-- Opening Marker --
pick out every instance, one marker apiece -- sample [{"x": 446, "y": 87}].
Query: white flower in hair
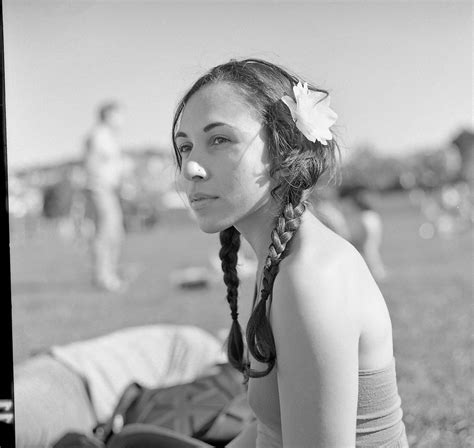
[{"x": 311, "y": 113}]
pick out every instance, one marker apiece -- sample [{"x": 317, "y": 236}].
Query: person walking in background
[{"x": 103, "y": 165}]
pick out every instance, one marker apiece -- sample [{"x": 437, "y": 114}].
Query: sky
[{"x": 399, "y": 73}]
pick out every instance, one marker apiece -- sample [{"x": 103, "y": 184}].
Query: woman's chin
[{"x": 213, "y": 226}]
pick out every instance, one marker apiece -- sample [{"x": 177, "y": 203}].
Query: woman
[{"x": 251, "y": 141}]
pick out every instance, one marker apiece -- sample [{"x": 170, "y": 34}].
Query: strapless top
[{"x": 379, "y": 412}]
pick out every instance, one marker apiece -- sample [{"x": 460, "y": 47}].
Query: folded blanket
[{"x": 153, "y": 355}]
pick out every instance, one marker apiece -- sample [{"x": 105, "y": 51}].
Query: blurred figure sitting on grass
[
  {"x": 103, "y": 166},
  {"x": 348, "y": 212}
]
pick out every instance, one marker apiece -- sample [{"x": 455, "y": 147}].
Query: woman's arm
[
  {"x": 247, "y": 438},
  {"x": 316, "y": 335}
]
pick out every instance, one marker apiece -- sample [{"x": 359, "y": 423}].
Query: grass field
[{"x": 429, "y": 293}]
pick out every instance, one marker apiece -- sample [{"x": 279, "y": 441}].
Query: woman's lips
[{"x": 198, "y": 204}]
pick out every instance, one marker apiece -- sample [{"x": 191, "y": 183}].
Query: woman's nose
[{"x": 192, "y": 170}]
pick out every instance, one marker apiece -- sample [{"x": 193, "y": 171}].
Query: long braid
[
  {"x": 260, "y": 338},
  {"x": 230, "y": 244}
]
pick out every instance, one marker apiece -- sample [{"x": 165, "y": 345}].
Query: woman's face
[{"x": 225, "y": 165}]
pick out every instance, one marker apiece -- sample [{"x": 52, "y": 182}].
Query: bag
-- Closing Marker --
* Required work
Go through the listing above and write it all out exactly, leaving out any picture.

* Written reply
pick out every instance, one marker apiece -- sample [{"x": 446, "y": 87}].
Query: white flower in hair
[{"x": 311, "y": 113}]
pick out every instance, one marker apiece -- sample [{"x": 317, "y": 236}].
Query: person walking in background
[{"x": 103, "y": 165}]
pick out every instance, one marker apiece -- sample [{"x": 437, "y": 114}].
Query: sky
[{"x": 399, "y": 73}]
pick out every instance, one marker apiece -- sample [{"x": 103, "y": 184}].
Query: woman's chin
[{"x": 213, "y": 226}]
pick out every instance, one marker apiece -- sample [{"x": 177, "y": 203}].
Query: woman
[{"x": 251, "y": 141}]
pick out every instance, one marker apiece -- sample [{"x": 170, "y": 34}].
Query: strapless top
[{"x": 379, "y": 412}]
pick out every instance, one marker apiece -- sample [{"x": 460, "y": 47}].
Query: folded blanket
[{"x": 153, "y": 355}]
pick out every instance, one marker apiece -- sample [{"x": 105, "y": 51}].
Query: blurred figure sitting on grass
[
  {"x": 103, "y": 166},
  {"x": 348, "y": 212}
]
pick out every instance, one marker apiece -- sample [{"x": 455, "y": 147}].
Query: woman's arm
[
  {"x": 247, "y": 438},
  {"x": 316, "y": 335}
]
pick out every instance, one marker apiece -- sample [{"x": 359, "y": 423}].
Query: grass field
[{"x": 429, "y": 293}]
pick out every instance, one marker apiece -- sample [{"x": 279, "y": 441}].
Query: woman's lips
[{"x": 198, "y": 204}]
pick out every instance, one marker apiece -- sample [{"x": 191, "y": 183}].
Query: woman's nose
[{"x": 192, "y": 170}]
pick out every instance, one marker apiece -- sample [{"x": 193, "y": 171}].
Query: long braid
[
  {"x": 260, "y": 338},
  {"x": 230, "y": 244}
]
pick out every instance, one marker apiece -- sample [{"x": 165, "y": 345}].
Query: woman's face
[{"x": 225, "y": 165}]
pick out every instance, one marker apiece -- sample [{"x": 52, "y": 182}].
Query: bag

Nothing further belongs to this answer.